### TASK INSTRUCTIONS
Output the lines below as a numbered list without blank lines, starting at the line that contains "You are given a photograph. Locate the porcupine leg" and ending at the last line of the rows, both included. Leave the pictures out.

### RECORDED DATA

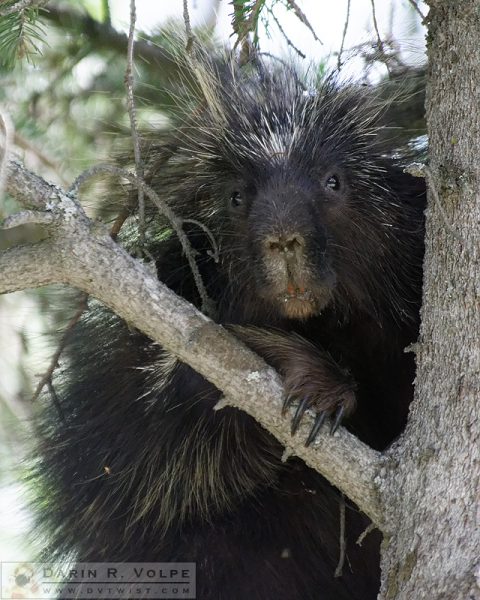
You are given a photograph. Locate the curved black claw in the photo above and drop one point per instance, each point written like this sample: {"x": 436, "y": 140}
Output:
{"x": 337, "y": 419}
{"x": 286, "y": 404}
{"x": 319, "y": 419}
{"x": 297, "y": 417}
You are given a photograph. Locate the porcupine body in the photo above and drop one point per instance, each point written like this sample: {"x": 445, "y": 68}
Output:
{"x": 320, "y": 237}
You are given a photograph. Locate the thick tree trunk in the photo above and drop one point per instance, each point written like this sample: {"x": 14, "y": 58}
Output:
{"x": 435, "y": 546}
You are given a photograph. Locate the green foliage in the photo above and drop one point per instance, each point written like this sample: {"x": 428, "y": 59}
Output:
{"x": 21, "y": 35}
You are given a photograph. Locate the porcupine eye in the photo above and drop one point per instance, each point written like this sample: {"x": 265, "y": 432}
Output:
{"x": 333, "y": 183}
{"x": 236, "y": 200}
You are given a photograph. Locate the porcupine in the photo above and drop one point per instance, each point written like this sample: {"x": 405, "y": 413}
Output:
{"x": 320, "y": 238}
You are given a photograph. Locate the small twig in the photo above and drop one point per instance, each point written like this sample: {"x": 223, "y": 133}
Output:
{"x": 302, "y": 17}
{"x": 344, "y": 35}
{"x": 188, "y": 27}
{"x": 27, "y": 217}
{"x": 365, "y": 532}
{"x": 55, "y": 398}
{"x": 379, "y": 38}
{"x": 22, "y": 5}
{"x": 132, "y": 113}
{"x": 285, "y": 36}
{"x": 118, "y": 223}
{"x": 176, "y": 222}
{"x": 415, "y": 6}
{"x": 47, "y": 377}
{"x": 6, "y": 128}
{"x": 341, "y": 558}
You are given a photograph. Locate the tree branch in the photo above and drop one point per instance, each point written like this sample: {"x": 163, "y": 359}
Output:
{"x": 105, "y": 37}
{"x": 82, "y": 254}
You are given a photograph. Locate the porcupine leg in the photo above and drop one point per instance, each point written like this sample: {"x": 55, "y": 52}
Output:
{"x": 310, "y": 376}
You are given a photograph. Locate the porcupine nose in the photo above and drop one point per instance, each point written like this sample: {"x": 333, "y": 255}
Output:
{"x": 289, "y": 244}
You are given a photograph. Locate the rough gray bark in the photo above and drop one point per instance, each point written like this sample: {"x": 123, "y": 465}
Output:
{"x": 435, "y": 466}
{"x": 82, "y": 254}
{"x": 423, "y": 492}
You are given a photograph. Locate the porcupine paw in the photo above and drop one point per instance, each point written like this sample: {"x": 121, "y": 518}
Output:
{"x": 325, "y": 393}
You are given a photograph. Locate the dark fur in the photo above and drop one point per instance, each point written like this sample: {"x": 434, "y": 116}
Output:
{"x": 326, "y": 284}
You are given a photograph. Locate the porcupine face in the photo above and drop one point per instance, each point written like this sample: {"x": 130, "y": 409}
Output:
{"x": 296, "y": 173}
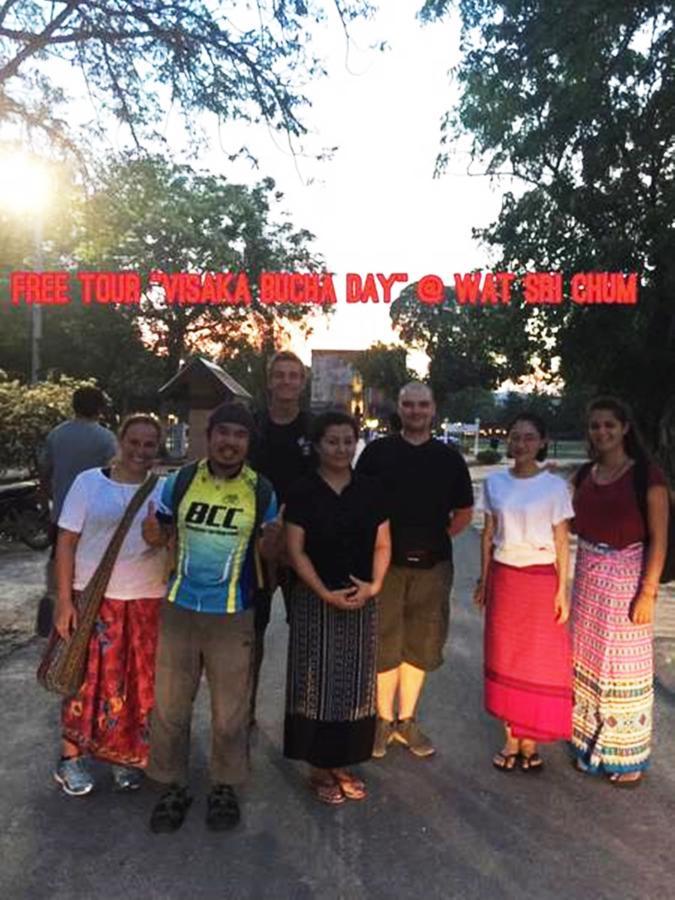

### EXERCISE RESULT
1. You are given a photograph. Locate the porcupine leg in the photo above and drop one point per instance, each point written like this sample: {"x": 55, "y": 52}
2. Output:
3. {"x": 310, "y": 376}
4. You are given a photograph. Locate the porcupine nose in the photo above and drop one point per instance, each point written like this sample: {"x": 333, "y": 255}
5. Output:
6. {"x": 289, "y": 244}
7. You are given a photograph. Locate the rough gray bark in the photo above and drop one point per instance, each point written like this sample: {"x": 123, "y": 465}
8. Output:
9. {"x": 435, "y": 466}
10. {"x": 82, "y": 254}
11. {"x": 423, "y": 492}
12. You are given a photograph. Locate the porcupine paw in the photo above and drop one point per instance, each point written like this sample: {"x": 121, "y": 518}
13. Output:
14. {"x": 325, "y": 393}
15. You are given a photograph. Locate the dark fur in the photo above and drop one point per instance, each point written like this sample: {"x": 434, "y": 116}
16. Output:
17. {"x": 326, "y": 284}
18. You are given a photograph. Locate the porcupine face in the photo above and drop one point per instance, each point written like this sample: {"x": 130, "y": 409}
19. Output:
20. {"x": 296, "y": 173}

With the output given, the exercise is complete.